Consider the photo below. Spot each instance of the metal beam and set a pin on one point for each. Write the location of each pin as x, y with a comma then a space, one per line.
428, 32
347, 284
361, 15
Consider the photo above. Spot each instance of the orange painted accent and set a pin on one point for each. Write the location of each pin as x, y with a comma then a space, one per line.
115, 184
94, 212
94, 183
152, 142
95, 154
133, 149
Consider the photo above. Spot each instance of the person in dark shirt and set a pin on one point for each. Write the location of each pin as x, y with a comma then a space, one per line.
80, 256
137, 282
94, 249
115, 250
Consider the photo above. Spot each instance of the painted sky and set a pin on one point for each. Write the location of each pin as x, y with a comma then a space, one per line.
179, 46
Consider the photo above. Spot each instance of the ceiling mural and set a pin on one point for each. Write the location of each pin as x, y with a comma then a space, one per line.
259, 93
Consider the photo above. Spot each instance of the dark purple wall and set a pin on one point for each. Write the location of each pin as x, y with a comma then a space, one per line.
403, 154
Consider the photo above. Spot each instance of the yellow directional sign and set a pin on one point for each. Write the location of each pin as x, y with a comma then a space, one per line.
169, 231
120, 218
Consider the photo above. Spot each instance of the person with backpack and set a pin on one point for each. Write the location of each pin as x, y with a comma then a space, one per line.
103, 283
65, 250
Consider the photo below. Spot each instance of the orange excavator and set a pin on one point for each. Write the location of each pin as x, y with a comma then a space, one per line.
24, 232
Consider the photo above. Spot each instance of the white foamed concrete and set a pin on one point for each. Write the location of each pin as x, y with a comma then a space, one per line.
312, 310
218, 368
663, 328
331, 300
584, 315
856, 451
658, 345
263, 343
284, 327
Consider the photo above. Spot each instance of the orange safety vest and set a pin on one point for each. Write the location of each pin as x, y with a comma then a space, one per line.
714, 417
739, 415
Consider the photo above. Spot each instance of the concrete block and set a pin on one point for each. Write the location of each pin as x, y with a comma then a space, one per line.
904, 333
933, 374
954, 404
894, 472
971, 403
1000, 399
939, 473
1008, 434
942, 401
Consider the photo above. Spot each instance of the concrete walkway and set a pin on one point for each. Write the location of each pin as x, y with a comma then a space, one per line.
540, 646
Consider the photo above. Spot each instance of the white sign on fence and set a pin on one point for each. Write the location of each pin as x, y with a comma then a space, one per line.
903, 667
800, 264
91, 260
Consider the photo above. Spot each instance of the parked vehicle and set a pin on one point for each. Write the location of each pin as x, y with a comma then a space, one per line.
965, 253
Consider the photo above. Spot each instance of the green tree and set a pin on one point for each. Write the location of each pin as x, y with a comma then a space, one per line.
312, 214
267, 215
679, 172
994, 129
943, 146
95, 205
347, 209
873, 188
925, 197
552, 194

━━━━━━━━━━━━━━━━━━━━━━━━━━━━━━

Prompt >> Word for word, write out all of the data above.

Exercise result >>
Consider the photo below. Spot each instance of the metal beam and set a pin on one point for each. Write the location of each pin as x, y with a comma then a space, one per line.
428, 32
347, 284
361, 15
Consider the photo above. Spot each instance of the orange painted accent and set a pin on one point for each. Write the location of each pin as x, y with a comma then a space, one per line.
115, 184
94, 212
94, 183
152, 142
95, 154
133, 149
Consider the photo above. Spot each instance of the person in dark shirt and set a pin on one point for each. Write the location of each pin as x, y with a comma then a space, one per line.
80, 256
137, 282
94, 249
115, 250
Consider the photo above. Spot each instance of the painted sky and set a pin on one point for each. Write the location of each pin as x, y with a comma then a space, one per line.
179, 46
Consider the photo above. Spot each instance of the ceiling mural and set a pin on one point for each. Write the location of each pin as x, y with a comma then a space, one per line.
259, 93
Consider the photo above. Spot each instance of the dark purple wall and set a pin on one point for each. Write the location of each pin as x, y with a comma then a space, one per line.
403, 154
Consider the photo above. Spot each instance of the yellow directional sign and set a pin on one point for each. Write the location of each pin as x, y with a comma then a space, one per line.
169, 231
120, 218
Consider the photo above. Spot each instance of the person with backpack and set a pin on one point for each. Write the location of each pin as x, y with a comma then a space, one per line.
103, 283
65, 250
Consider the photo below. Spot each instance of the orange excavator and set a pin on one point for each. Write the location of each pin as x, y with a comma then a space, one per line.
24, 232
Consider the photo above. Spot each instance of the white foamed concrete and set a pin on one point for each. Write the location of each pin as x, y with a comma then a space, one per line.
312, 310
218, 368
663, 328
331, 300
584, 315
856, 451
658, 345
263, 343
284, 327
Consider the photo above. Spot each instance of the orange safety vest and set a pin on one point for each. Write the location of each pin as x, y with a comma then a space, one per line.
714, 417
739, 415
Consider the photo above. Spot each instance of the concrete block and set a pin on one point for each. Write the location of each pin as x, y with a comma then a space, one per line.
904, 333
933, 374
954, 404
894, 472
971, 403
1000, 399
939, 473
1008, 434
942, 401
Consider the photo above. Spot each instance of the concrete walkway and set a pin on one point for each. Write the location of each pin as x, y with a comma then a space, one per line.
540, 646
Consider the photo above. Spot each instance of the white sign on fence and set a pin on one point for each. Write the location of each pin as x, y with a comma then a space, one per line.
903, 667
800, 264
91, 260
Consider the photo above. Spot each instance of the parked vehicle and set a pin on one point for each. Write the location of each pin as x, y with a comma then a space, one per line.
965, 253
Consider the photo above. Spot each instance of the green tree and set a pin on one point for each. Write the location of each pin as x, y with a comma then a space, one per line.
312, 214
267, 215
679, 172
994, 129
943, 146
95, 205
347, 209
873, 188
925, 197
552, 194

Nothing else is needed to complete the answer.